Showing Up

        It’s common to look for loopholes in the various holy writings we use to guide and judge ourselves and each other. This is because even when showing up and doing exactly what Allah seems to want, or covering ourselves in the blood of the lamb, or sacrificing fatted calves, or piercing our chests with bones, dancing until we pass out, deep inside, we know we’re imperfect beings. Maybe we have enough faith to curry the favor of the Divine or avoid eternal damnation. Maybe not. It’s terrifying.

“Well, that’s ridiculous,” the Coauthor says. “And I have to admit; I get a little tired of the drama.”
“Well, I have to admit I get a little tired of you,” I counter.
“I know,” the Coauthor says.
We sip beer.

Somehow, my phone has dialed itself and there’s a voice saying hello, hello from my pocket. I dig out the renegade device and stare at the unfamiliar name on the screen. It’s tempting to end the call, but I answer. Turns out it’s a handyman I hired once, years ago. We have a nice little chat. He is most understanding. I will never see him again. My phone acts like it might redial as I try to update my contacts. My fingers are cold and imprecise. I give up.

When I think about my reassuring accumulations of art supplies, rocks, dark chocolate, and certain friends, the world seems kind and full of potential. In this transitory euphoria, I make promises, entertain ambitious visions, and fantasize greatness. But in reality, the candy drawer is depleted, the wind has picked up, and another day is slipping by in the wrong direction.

“I’m not good at graceful exits,” I admit to the slightly inebriated Coauthor. “But I’m working on it. And sometimes, I manage to show up.”
“I appreciate that,” the Coauthor says.
“I bet you do,” I nod, thinking about the showing up required of mothers, soldiers, and misunderstood creators. “I know you show up, though some of your disguises are in very bad taste, and you often drink more than your share of the beer.”

————————

→ **TO BE DONE**:
Please answer these questions about the "Showing Up" piece above, one answer per line.
1. Who turns out to be on the call the narrator's phone dials by itself?
2. Which drawer has been depleted?
3. What does the narrator admit to not being good at?

————————

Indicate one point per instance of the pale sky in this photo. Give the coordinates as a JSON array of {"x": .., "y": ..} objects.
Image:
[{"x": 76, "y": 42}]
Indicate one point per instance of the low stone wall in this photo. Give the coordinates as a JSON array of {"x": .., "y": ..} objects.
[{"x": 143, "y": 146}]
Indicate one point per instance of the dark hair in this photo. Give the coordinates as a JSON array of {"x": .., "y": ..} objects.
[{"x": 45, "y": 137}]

————————

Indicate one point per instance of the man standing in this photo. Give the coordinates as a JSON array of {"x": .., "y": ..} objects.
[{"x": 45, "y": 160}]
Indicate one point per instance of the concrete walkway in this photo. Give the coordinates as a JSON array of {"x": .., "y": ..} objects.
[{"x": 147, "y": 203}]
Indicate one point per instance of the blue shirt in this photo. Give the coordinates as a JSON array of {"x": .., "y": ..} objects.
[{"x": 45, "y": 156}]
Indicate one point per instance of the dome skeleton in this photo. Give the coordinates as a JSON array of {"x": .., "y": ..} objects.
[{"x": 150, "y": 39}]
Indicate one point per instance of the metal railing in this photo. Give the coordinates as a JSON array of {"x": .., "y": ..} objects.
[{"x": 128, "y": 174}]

————————

→ **FULL RESPONSE**:
1. A handyman the narrator hired once, years ago.
2. The candy drawer.
3. Graceful exits.